BEGIN EXERCISE MATERIALS
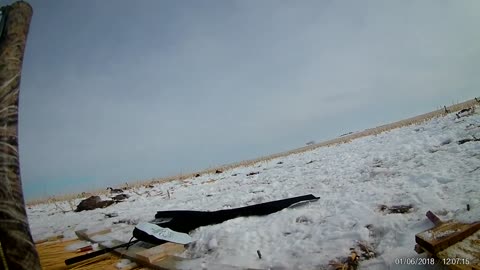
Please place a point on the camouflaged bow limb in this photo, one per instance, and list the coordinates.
(17, 247)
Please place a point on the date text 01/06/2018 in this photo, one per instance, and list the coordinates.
(415, 261)
(431, 261)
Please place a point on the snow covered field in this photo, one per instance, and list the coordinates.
(422, 165)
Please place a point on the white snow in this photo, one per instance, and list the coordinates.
(422, 165)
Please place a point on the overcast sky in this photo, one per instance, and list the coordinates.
(115, 91)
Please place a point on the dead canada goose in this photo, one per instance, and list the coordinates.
(115, 190)
(120, 197)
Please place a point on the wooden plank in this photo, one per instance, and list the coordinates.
(51, 238)
(130, 253)
(444, 235)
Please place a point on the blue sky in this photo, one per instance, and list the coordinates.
(116, 91)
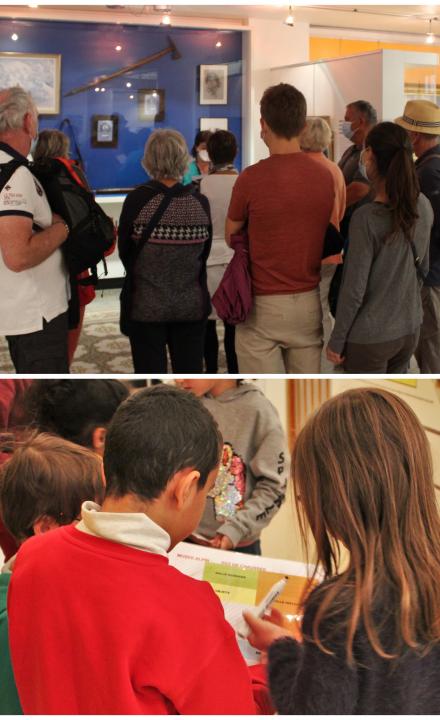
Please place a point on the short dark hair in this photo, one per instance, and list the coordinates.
(47, 475)
(154, 434)
(201, 136)
(366, 109)
(73, 408)
(222, 147)
(284, 109)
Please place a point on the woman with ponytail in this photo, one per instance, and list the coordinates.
(364, 488)
(379, 309)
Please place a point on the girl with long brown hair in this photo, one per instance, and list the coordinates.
(379, 310)
(363, 479)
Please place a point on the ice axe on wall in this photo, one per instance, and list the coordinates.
(175, 55)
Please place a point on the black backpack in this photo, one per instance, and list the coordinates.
(92, 232)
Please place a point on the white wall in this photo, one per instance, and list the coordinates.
(281, 538)
(330, 85)
(267, 43)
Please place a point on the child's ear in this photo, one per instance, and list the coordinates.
(98, 439)
(44, 524)
(185, 485)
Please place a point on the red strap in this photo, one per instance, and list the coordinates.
(68, 164)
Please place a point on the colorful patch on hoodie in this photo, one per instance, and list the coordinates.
(229, 489)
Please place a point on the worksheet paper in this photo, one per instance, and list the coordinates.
(241, 581)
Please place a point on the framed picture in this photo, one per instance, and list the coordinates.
(331, 147)
(104, 131)
(38, 74)
(213, 124)
(213, 84)
(151, 105)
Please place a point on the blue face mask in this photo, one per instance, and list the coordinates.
(363, 169)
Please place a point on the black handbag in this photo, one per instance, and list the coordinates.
(126, 295)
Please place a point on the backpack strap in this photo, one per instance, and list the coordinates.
(72, 171)
(8, 169)
(417, 260)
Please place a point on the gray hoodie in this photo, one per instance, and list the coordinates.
(251, 484)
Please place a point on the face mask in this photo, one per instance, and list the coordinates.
(203, 155)
(346, 130)
(33, 145)
(363, 169)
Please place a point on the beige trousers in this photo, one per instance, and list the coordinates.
(282, 334)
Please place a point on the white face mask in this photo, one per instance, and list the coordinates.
(203, 155)
(34, 142)
(347, 130)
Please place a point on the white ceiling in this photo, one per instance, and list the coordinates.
(385, 18)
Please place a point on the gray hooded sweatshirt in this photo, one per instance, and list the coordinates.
(251, 485)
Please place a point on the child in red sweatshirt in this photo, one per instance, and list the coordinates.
(99, 621)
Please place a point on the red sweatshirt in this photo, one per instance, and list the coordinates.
(100, 628)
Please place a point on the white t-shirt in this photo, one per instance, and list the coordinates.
(218, 189)
(41, 292)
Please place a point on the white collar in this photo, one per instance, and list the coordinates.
(135, 530)
(9, 565)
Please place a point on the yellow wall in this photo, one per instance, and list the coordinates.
(325, 48)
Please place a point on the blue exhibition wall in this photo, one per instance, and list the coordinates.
(88, 51)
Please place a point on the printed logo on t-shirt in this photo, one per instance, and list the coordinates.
(229, 489)
(39, 189)
(11, 199)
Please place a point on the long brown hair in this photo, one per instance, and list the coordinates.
(47, 475)
(392, 152)
(362, 474)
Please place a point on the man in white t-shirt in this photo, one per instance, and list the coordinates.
(33, 275)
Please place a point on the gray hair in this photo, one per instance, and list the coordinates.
(166, 155)
(365, 109)
(14, 104)
(316, 135)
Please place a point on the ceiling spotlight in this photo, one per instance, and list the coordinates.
(430, 38)
(290, 19)
(165, 11)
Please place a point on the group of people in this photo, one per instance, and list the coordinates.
(175, 231)
(96, 620)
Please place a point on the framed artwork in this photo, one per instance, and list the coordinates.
(104, 131)
(213, 124)
(213, 84)
(38, 74)
(151, 105)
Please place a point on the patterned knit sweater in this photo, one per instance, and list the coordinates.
(169, 275)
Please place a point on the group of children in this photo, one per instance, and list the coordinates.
(100, 623)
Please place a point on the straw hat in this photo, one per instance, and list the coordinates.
(420, 116)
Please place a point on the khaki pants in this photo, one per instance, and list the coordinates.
(282, 334)
(428, 349)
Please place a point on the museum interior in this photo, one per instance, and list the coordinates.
(108, 75)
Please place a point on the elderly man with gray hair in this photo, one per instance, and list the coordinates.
(33, 276)
(165, 236)
(421, 119)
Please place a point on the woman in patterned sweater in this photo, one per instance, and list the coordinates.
(165, 235)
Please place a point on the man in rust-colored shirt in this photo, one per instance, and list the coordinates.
(286, 201)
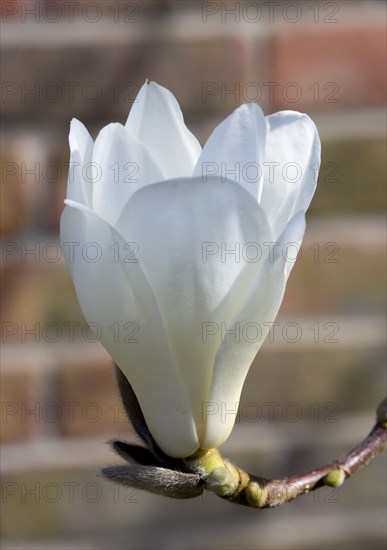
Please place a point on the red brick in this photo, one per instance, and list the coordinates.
(353, 58)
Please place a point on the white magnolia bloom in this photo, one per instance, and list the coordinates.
(174, 259)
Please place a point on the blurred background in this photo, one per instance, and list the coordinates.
(312, 392)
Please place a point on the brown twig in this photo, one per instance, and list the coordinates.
(150, 469)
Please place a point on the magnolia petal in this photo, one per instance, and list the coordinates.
(121, 166)
(291, 166)
(79, 187)
(156, 120)
(117, 300)
(236, 148)
(252, 323)
(186, 231)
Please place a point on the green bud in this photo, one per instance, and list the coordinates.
(335, 478)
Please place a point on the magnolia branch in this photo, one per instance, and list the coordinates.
(151, 470)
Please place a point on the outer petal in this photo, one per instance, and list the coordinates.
(81, 146)
(116, 298)
(192, 239)
(291, 167)
(252, 323)
(236, 149)
(157, 121)
(121, 166)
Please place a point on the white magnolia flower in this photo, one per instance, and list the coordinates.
(174, 260)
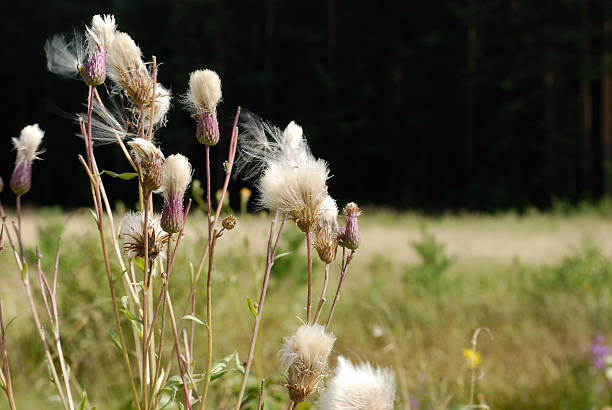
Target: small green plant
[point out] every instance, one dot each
(434, 261)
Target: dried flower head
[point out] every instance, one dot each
(202, 98)
(359, 387)
(127, 69)
(150, 162)
(176, 178)
(27, 150)
(133, 239)
(229, 223)
(161, 105)
(326, 241)
(348, 236)
(304, 357)
(291, 180)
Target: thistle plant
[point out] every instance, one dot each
(292, 185)
(360, 387)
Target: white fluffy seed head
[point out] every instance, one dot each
(126, 68)
(290, 178)
(100, 34)
(131, 235)
(28, 142)
(304, 357)
(204, 91)
(359, 387)
(64, 57)
(326, 238)
(177, 175)
(297, 191)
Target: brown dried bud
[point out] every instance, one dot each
(229, 223)
(150, 162)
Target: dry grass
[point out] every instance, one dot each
(505, 276)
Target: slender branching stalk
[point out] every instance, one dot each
(270, 256)
(53, 316)
(7, 384)
(260, 398)
(309, 255)
(322, 299)
(345, 263)
(98, 211)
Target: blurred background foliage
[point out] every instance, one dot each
(460, 104)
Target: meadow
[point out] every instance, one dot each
(417, 289)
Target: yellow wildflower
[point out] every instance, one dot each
(472, 358)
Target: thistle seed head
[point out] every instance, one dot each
(207, 130)
(204, 91)
(150, 162)
(359, 387)
(304, 357)
(133, 239)
(101, 33)
(27, 150)
(176, 178)
(326, 241)
(161, 106)
(127, 69)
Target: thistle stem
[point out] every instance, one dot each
(6, 371)
(145, 303)
(322, 300)
(345, 263)
(262, 298)
(309, 254)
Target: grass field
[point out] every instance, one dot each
(416, 291)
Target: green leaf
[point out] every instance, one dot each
(115, 338)
(139, 262)
(125, 176)
(195, 319)
(237, 364)
(9, 323)
(24, 270)
(93, 214)
(252, 307)
(83, 401)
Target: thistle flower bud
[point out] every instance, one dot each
(348, 237)
(133, 238)
(202, 99)
(150, 162)
(99, 37)
(176, 178)
(229, 223)
(326, 241)
(27, 149)
(304, 356)
(127, 69)
(94, 70)
(245, 195)
(358, 388)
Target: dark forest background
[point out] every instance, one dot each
(431, 105)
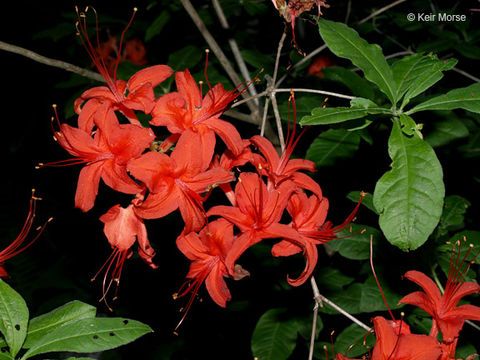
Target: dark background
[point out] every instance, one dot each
(58, 268)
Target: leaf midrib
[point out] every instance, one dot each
(392, 97)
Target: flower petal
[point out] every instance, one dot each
(87, 186)
(227, 132)
(216, 286)
(187, 86)
(427, 284)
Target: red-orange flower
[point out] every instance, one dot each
(308, 218)
(15, 247)
(106, 155)
(122, 228)
(447, 316)
(282, 168)
(186, 111)
(177, 181)
(294, 8)
(207, 251)
(126, 96)
(257, 214)
(395, 342)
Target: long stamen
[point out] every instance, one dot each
(15, 247)
(121, 43)
(207, 51)
(376, 279)
(398, 336)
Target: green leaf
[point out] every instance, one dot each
(185, 58)
(464, 351)
(275, 335)
(466, 238)
(360, 298)
(467, 98)
(410, 196)
(345, 42)
(353, 335)
(324, 116)
(357, 85)
(14, 317)
(427, 79)
(372, 300)
(157, 25)
(333, 145)
(305, 324)
(304, 103)
(454, 210)
(257, 59)
(408, 125)
(347, 299)
(446, 130)
(43, 324)
(5, 355)
(367, 200)
(332, 279)
(416, 73)
(354, 242)
(89, 335)
(420, 321)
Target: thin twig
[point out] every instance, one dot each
(348, 12)
(314, 332)
(212, 43)
(472, 324)
(305, 59)
(264, 118)
(235, 50)
(314, 91)
(322, 299)
(400, 53)
(316, 295)
(464, 73)
(271, 87)
(379, 11)
(51, 62)
(241, 116)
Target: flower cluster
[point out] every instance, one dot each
(180, 172)
(292, 9)
(394, 339)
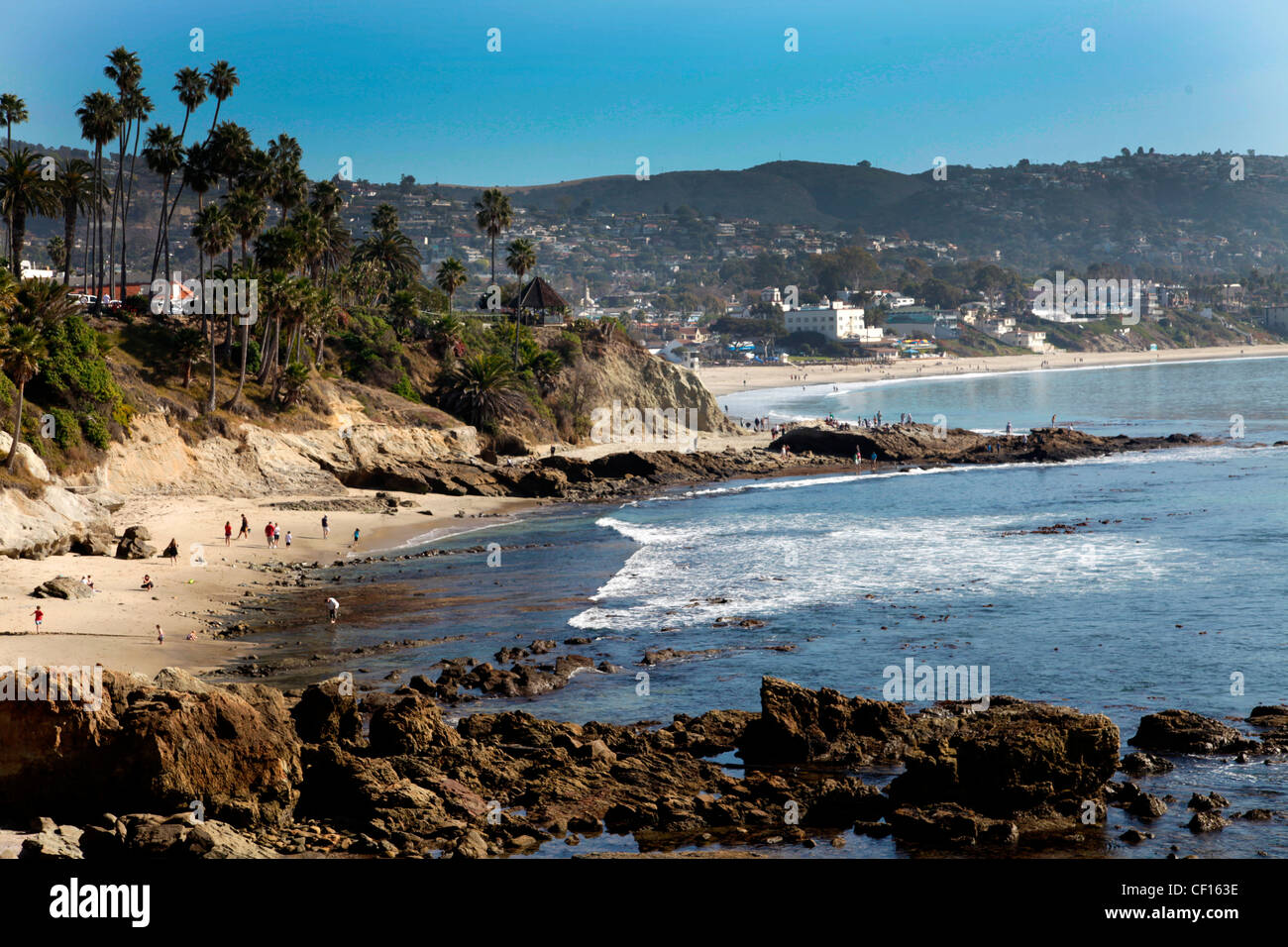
END EXERCISE MATERIALS
Using the records above, repeat exactly the run of lines that starts with the line with "Please place a point on the museum" and goes on through the line with "Target: dried flower head"; omit each picture.

▸ WRITTEN REPLY:
Please place a point on the museum interior in this photo, one per instance, and list the coordinates.
(108, 75)
Please place a point on the elderly man with gray hair in this photo, one per instance, and list the coordinates.
(33, 276)
(165, 236)
(421, 119)
Please place a point on the woman in patterned sweater in this photo, one per instance, and list the coordinates.
(165, 235)
Please place a point on the man in rust-colored shirt in this photo, one per instance, and list the coordinates.
(286, 201)
Please place a point on the red brick in this photo, one per instance, and list the coordinates.
(353, 58)
Please place a point on the white magnolia bloom in this photo, one per instance, and list the coordinates.
(174, 259)
Please place a point on the blurred background in this photo, one per instance, and list the coordinates.
(312, 392)
Please place a point on the brown twig in this photo, one per instance, and list the coordinates.
(150, 469)
Please place a point on the magnolia petal in this photo, one per instance, and list the coordinates.
(121, 166)
(291, 166)
(79, 187)
(156, 120)
(117, 300)
(236, 148)
(252, 323)
(186, 231)
Please place a point on the green bud in this photo, one per instance, and list the coordinates.
(335, 478)
Please place a point on the magnolia branch in this photo, one per instance, and list the coordinates.
(151, 470)
Please place a point on the outer petal in this photo, one per instance, and list the coordinates.
(81, 146)
(116, 298)
(192, 239)
(291, 167)
(252, 323)
(236, 149)
(157, 121)
(121, 166)
Please place a point on the white magnolia flower in this photo, one per instance, and list the coordinates.
(174, 260)
Target: small green plant
[point out] every instance, one dot each
(434, 261)
Target: dried flower head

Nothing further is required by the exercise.